==== 対象の本文

社会保険労務士試験に楽に合格する方法論を研究するサイト
社会保険労務士試験情報局
トップページ過去問研究室(健康保険法) 平成30年健保-第4問(法令全般関係)
■社会保険労務士試験過去問研究室




■平成30年健保-第4問(法令全般関係)

健康保険法に関する次の記述のうち、正しいものはどれか。

(A)健康保険事業の収支が均衡しない健康保険組合であって、政令で定める要件に該当するものとして厚生労働大臣より指定を受けた健康保険組合は、財政の健全化に関する計画を作成し、厚生労働大臣の承認を受けたうえで、当該計画に従い、その事業を行わなければならない。この計画に従わない場合は、厚生労働大臣は当該健康保険組合と地域型健康保険組合との合併を命ずることができる。

(B)全国健康保険協会管掌健康保険において、事業主が負担すべき出張旅費を被保険者が立て替え、その立て替えた実費を弁償する目的で被保険者に出張旅費が支給された場合、当該出張旅費は労働の対償とは認められないため、報酬には該当しないものとして取り扱われる。

(C)全国健康保険協会管掌健康保険の任意継続被保険者の妻が被扶養者となった場合は、5日以内に、被保険者は所定の事項を記入した被扶養者届を、事業主を経由して全国健康保険協会に提出しなければならない。

(D)国庫は、予算の範囲内において、健康保険事業の執行に要する費用のうち、高齢者医療確保法の規定による特定健康診査及び特定保健指導の実施に要する費用の全部を補助することができる。

========
==== データ一覧

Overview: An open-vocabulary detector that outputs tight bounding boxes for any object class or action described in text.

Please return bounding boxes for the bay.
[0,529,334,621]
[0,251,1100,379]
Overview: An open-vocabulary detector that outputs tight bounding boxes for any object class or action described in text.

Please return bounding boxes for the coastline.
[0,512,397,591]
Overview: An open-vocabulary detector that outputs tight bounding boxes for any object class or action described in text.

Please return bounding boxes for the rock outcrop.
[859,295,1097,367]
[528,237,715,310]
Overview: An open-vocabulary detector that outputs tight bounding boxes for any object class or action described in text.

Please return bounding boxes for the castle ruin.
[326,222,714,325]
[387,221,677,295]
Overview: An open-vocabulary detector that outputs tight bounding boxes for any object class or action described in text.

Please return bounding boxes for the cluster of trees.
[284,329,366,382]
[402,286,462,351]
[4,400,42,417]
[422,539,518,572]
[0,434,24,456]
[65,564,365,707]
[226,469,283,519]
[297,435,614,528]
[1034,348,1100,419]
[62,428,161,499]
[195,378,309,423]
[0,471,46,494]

========

— 課題内容 —
本文の「(B)全国健康保険協会管掌健康保険において」で始まる段落を、主な事実を残して箇条書きに書き直せ。 一覧はこの作業には関係しない。

— 解答 —
- 全国健康保険協会管掌健康保険での扱いである。
- 事業主が負担すべき出張旅費を、被保険者が立て替えた。
- その実費を弁償する目的で、被保険者に出張旅費が支給された。
- この出張旅費は労働の対償とは認められず、報酬には該当しないものとして取り扱われる。